» **Short exercise**
Convert the part of the data that opens with the line containing "trace: turquoise ocean water" and runs through the end of the data into a Markdown table, leaving out blank lines. Use the columns Row and Data line, with a row number in the first and the line itself in the second.

Outline labeling data:
+ + + +

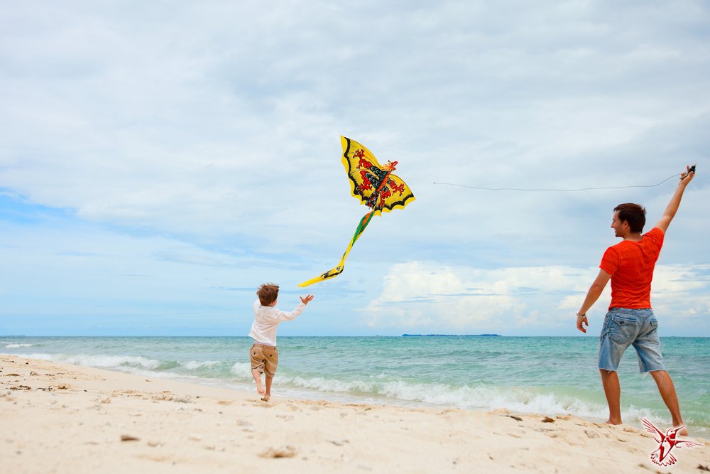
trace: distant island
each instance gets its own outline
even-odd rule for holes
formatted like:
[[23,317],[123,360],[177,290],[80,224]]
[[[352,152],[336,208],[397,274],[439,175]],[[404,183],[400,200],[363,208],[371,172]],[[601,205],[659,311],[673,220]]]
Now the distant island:
[[500,334],[403,334],[403,338],[501,338]]

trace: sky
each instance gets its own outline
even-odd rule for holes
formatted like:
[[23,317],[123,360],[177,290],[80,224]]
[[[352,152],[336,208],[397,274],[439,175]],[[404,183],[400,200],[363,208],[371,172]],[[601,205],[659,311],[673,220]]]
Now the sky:
[[[662,336],[710,336],[708,24],[702,0],[5,2],[0,335],[246,335],[273,281],[285,311],[315,295],[281,336],[580,335],[613,208],[649,230],[697,163],[652,301]],[[368,212],[341,136],[416,200],[297,288]]]

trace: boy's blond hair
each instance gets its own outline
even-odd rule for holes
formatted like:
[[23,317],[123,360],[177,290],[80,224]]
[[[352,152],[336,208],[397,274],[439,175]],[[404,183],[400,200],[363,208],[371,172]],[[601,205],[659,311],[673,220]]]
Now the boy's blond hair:
[[262,306],[268,306],[276,301],[278,298],[278,285],[273,283],[265,283],[259,286],[256,290],[256,295],[259,297],[259,303]]

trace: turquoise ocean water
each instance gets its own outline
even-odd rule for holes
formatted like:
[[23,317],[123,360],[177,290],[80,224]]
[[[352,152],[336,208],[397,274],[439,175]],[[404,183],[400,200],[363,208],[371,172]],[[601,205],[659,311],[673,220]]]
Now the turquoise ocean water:
[[[710,438],[710,338],[661,341],[692,435]],[[607,416],[596,338],[280,337],[278,345],[275,397]],[[239,337],[0,336],[0,353],[250,389],[251,345]],[[619,377],[626,423],[639,426],[645,416],[670,426],[633,349]]]

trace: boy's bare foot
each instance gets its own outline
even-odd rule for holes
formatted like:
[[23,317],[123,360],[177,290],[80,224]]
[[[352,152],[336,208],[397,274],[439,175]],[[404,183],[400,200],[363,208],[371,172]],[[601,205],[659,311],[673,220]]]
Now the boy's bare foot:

+ + + +

» **Exercise result**
| Row | Data line |
|---|---|
| 1 | trace: turquoise ocean water |
| 2 | each instance gets its own outline |
| 3 | even-odd rule for holes |
| 4 | formatted like: |
| 5 | [[23,317],[123,360],[177,290],[80,224]] |
| 6 | [[[352,152],[336,208],[397,274],[439,175]],[[404,183],[400,200],[363,208],[371,172]],[[601,205],[659,311],[673,220]]] |
| 7 | Now the turquoise ocean water: |
| 8 | [[[710,438],[710,338],[661,341],[692,435]],[[607,416],[596,338],[280,337],[278,345],[275,397]],[[239,337],[0,336],[0,353],[250,389],[251,345]],[[619,377],[626,423],[639,426],[645,416],[670,426],[633,349]]] |
| 9 | trace: boy's bare foot |
| 10 | each instance gets its own outline |
| 11 | even-odd rule for holes |
| 12 | formatted like: |
| 13 | [[23,317],[123,360],[177,290],[80,224]] |
| 14 | [[[352,152],[336,208],[397,274],[439,175]],[[404,183],[400,200],[363,208],[371,172]],[[601,205],[659,311],[673,220]]] |
| 15 | Now the boy's bare foot: |